» **Action item**: Check each line of the data below for the word "instance", then extract the ones that have it.

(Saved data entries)
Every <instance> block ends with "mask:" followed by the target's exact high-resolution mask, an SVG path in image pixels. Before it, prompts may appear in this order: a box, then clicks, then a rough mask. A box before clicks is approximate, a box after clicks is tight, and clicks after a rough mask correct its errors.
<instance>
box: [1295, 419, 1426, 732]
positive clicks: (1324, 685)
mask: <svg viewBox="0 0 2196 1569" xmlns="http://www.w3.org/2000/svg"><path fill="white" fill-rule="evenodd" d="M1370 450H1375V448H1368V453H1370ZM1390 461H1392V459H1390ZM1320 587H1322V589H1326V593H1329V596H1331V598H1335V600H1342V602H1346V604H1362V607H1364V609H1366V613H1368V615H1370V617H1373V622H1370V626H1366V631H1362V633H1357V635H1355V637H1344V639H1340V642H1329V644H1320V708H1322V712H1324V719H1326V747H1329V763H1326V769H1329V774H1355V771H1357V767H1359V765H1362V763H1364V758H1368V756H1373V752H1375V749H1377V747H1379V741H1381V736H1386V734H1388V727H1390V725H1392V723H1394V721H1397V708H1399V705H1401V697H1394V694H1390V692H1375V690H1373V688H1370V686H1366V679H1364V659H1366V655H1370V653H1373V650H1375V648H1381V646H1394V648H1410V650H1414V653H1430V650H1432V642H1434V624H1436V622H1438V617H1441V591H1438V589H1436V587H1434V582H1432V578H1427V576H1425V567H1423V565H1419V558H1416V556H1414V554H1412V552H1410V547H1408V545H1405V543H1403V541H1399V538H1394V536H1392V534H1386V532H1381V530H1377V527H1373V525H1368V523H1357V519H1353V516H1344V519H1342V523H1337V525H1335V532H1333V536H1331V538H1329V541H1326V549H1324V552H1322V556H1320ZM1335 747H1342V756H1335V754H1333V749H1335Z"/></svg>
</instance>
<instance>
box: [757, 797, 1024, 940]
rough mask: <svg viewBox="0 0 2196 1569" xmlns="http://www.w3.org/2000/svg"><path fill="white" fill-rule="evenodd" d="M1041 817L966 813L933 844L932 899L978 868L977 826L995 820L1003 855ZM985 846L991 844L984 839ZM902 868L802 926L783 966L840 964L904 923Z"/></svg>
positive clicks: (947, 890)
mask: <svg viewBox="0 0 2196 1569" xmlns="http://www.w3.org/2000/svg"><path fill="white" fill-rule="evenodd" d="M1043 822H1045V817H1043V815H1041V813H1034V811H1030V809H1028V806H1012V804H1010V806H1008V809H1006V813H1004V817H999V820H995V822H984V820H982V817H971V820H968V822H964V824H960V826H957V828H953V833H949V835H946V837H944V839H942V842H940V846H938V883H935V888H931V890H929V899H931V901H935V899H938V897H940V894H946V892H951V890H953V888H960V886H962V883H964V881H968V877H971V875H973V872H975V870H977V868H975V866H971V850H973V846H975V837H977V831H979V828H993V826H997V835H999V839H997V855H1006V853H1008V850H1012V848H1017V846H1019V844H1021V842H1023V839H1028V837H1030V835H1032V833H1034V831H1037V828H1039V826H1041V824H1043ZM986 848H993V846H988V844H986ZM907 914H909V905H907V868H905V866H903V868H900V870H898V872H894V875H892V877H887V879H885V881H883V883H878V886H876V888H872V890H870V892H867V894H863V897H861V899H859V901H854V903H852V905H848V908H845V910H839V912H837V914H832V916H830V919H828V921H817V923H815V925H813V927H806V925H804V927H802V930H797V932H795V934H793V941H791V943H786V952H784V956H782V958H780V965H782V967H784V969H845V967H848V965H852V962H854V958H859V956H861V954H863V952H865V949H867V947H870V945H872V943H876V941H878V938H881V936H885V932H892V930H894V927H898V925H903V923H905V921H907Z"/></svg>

» **Response box**:
Every <instance> block ends with "mask:" followed by the target's exact high-resolution mask, an SVG path in image pixels. Before it, prompts may appear in this order: a box, then clicks, then a rough mask. A box before clicks is approximate, a box after clicks is tight, and clicks after a rough mask correct its errors.
<instance>
</instance>
<instance>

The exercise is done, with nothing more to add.